== DIRECTIONS FOR THIS TASK ==
Render the stretch of the material below that begins with the line containing "TASK = point to the toddler, one" and ends with the line containing "[1292, 288]" as a numbered list, including both of those lines. Leave out any blank lines.

Rows from a dataset for pointing to things:
* begin *

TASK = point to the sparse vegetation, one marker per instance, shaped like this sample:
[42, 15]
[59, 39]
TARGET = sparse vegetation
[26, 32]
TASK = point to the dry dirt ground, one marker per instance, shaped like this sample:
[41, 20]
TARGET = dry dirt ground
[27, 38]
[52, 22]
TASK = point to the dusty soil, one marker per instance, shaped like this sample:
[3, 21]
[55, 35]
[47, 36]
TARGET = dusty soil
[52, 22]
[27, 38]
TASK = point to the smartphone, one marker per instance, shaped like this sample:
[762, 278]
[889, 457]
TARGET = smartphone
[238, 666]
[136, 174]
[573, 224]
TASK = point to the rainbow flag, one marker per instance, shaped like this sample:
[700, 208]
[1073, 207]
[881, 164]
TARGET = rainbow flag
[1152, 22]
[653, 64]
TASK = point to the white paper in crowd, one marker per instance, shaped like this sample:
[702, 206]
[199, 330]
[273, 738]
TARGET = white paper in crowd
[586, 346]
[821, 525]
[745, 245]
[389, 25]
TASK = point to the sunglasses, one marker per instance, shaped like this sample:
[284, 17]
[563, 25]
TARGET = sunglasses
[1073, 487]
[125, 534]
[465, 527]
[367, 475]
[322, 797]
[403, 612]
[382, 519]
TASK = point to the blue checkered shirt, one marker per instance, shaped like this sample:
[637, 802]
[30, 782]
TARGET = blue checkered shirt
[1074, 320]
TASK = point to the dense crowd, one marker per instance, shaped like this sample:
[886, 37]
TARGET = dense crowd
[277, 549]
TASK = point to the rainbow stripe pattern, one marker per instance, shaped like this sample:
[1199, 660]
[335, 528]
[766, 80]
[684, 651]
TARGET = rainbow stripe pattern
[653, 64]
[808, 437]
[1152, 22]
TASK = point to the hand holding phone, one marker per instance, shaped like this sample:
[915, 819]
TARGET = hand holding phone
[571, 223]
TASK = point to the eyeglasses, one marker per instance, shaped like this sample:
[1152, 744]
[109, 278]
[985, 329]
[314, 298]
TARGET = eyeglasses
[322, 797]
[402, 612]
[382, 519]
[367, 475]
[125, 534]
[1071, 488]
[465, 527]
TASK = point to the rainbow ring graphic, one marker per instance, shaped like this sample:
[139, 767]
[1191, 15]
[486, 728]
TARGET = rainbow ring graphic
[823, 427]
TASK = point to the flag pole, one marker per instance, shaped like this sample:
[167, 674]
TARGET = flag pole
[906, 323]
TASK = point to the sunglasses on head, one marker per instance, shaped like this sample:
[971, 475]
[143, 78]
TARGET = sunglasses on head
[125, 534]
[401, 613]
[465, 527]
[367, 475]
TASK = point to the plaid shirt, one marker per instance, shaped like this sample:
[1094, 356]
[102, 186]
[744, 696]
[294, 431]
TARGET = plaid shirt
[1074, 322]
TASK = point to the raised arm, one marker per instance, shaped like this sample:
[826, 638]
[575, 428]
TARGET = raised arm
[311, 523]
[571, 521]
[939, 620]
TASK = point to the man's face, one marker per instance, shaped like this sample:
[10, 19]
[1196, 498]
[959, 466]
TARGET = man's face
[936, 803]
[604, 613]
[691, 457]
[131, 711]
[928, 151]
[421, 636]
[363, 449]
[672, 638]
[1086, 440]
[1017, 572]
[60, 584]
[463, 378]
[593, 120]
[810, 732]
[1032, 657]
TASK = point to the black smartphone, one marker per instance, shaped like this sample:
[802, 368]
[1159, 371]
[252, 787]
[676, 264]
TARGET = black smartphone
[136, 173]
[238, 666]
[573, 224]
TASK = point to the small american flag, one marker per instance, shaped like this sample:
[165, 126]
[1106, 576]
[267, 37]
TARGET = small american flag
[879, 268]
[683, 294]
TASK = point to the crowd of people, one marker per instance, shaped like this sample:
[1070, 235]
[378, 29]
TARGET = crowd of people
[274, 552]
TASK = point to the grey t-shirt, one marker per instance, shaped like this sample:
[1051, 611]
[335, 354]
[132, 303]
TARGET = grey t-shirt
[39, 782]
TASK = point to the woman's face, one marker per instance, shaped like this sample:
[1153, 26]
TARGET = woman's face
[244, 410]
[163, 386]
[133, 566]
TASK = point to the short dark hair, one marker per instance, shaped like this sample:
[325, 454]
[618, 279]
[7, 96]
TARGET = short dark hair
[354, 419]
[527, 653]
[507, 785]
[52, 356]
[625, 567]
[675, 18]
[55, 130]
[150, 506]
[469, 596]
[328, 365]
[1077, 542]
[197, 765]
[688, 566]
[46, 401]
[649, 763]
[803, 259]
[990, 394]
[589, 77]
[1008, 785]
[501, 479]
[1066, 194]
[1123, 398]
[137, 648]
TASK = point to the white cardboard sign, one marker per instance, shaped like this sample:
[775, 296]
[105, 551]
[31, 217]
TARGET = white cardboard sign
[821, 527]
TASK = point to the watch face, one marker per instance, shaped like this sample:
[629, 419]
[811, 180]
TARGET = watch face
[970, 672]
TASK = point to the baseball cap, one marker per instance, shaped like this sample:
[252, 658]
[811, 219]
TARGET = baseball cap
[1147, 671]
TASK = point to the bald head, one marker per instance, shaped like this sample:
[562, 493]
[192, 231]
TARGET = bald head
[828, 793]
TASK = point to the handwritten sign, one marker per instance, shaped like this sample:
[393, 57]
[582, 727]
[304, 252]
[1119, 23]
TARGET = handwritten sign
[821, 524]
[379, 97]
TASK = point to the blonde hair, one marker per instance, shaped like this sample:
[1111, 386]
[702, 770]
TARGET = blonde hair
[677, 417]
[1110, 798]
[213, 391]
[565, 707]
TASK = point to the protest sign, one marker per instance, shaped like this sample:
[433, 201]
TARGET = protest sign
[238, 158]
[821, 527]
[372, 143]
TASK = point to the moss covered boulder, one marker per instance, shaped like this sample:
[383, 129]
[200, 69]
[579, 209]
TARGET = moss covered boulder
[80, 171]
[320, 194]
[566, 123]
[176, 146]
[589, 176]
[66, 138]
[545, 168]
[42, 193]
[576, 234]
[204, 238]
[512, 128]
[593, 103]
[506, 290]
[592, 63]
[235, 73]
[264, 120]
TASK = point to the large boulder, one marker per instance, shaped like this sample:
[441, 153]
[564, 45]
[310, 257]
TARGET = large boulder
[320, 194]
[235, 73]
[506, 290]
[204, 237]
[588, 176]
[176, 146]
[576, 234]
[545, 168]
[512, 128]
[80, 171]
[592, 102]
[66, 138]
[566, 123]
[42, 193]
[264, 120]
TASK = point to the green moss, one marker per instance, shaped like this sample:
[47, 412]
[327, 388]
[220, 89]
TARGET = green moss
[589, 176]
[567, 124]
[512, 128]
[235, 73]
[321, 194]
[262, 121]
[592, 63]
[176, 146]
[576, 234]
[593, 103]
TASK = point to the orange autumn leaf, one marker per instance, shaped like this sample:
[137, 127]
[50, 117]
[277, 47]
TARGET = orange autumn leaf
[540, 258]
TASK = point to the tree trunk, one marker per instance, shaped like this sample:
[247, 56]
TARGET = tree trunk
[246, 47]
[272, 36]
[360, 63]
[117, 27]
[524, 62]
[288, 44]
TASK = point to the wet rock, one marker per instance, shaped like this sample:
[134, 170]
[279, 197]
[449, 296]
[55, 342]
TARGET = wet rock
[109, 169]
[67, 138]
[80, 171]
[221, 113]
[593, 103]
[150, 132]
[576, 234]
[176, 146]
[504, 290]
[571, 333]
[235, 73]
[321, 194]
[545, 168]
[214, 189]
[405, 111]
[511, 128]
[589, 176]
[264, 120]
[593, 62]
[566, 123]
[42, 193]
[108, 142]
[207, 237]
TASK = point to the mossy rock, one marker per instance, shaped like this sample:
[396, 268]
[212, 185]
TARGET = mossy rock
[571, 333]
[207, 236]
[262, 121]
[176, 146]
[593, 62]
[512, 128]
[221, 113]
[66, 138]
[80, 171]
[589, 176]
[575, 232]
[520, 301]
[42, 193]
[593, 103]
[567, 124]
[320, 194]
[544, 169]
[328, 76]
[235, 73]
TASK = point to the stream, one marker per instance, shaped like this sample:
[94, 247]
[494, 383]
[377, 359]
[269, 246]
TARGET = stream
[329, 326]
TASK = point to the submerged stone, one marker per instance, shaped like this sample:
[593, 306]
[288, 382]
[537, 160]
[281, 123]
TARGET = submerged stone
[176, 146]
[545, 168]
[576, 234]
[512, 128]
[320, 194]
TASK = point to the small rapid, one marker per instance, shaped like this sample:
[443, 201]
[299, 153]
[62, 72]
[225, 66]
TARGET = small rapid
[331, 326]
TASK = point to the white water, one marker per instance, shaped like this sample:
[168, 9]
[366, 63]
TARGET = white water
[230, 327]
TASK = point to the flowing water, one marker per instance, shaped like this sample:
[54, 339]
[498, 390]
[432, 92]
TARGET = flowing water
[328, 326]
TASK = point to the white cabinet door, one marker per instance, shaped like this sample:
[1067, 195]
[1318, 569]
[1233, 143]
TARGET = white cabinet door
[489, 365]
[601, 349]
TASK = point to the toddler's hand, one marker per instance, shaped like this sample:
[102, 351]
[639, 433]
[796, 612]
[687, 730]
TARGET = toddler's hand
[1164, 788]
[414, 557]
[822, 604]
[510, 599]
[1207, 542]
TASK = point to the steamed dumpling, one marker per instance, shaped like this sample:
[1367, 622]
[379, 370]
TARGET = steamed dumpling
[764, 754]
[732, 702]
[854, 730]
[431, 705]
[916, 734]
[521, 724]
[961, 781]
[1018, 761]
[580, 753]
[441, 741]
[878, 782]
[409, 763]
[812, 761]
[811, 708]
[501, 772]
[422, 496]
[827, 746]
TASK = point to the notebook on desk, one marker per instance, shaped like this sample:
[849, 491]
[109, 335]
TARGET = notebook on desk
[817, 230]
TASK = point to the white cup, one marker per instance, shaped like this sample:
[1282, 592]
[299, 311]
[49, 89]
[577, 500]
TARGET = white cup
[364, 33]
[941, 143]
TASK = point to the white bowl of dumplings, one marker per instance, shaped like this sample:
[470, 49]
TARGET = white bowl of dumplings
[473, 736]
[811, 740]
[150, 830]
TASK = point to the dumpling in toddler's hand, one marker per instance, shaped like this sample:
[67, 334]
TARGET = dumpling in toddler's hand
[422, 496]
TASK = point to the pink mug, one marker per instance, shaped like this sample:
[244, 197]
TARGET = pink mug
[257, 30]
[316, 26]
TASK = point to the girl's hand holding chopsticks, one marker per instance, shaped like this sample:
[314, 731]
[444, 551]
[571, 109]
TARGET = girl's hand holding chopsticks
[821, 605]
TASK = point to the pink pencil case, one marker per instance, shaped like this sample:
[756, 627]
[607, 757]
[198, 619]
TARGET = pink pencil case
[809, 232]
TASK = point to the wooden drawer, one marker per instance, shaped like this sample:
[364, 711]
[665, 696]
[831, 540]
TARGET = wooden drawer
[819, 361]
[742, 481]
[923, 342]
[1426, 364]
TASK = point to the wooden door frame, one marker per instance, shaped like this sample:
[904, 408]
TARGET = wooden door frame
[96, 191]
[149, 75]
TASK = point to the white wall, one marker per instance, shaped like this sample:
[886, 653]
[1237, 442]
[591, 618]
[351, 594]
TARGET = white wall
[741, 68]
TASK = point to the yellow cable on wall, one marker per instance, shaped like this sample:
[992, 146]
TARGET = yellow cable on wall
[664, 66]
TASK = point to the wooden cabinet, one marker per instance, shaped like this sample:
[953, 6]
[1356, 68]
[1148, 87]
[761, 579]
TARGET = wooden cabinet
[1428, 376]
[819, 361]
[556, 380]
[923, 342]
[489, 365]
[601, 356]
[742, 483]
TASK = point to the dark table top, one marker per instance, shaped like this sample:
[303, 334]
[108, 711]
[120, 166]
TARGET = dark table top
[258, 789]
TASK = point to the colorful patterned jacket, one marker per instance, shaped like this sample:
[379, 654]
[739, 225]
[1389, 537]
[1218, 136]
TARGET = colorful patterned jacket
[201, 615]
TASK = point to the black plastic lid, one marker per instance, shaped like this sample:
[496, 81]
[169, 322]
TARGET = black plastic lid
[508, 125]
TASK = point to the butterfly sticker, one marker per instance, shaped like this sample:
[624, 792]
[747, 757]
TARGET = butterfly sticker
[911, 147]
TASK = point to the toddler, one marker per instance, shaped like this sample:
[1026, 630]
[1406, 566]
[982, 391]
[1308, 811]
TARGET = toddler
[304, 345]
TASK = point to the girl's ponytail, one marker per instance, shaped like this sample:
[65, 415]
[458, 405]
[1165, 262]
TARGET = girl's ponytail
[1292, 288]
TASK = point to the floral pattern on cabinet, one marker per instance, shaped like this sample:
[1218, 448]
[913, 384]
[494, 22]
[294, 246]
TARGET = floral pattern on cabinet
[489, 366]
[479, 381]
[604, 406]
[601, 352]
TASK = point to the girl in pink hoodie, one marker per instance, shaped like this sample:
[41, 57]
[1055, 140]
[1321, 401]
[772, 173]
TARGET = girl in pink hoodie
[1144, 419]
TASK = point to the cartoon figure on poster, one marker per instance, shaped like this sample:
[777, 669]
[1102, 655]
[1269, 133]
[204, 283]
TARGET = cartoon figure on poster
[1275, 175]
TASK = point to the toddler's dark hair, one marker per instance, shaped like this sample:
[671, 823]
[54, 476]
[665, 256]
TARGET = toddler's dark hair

* end *

== RESULT ==
1. TASK = point to the toddler, one marker per instance, shaped like this sample:
2. [1026, 630]
3. [1406, 566]
4. [982, 391]
5. [1308, 811]
6. TARGET = toddler
7. [304, 345]
8. TASK = point to the girl's ponytail, one marker per instance, shaped like this sample:
9. [65, 415]
10. [458, 405]
11. [1165, 262]
12. TARGET = girl's ponytail
13. [1292, 288]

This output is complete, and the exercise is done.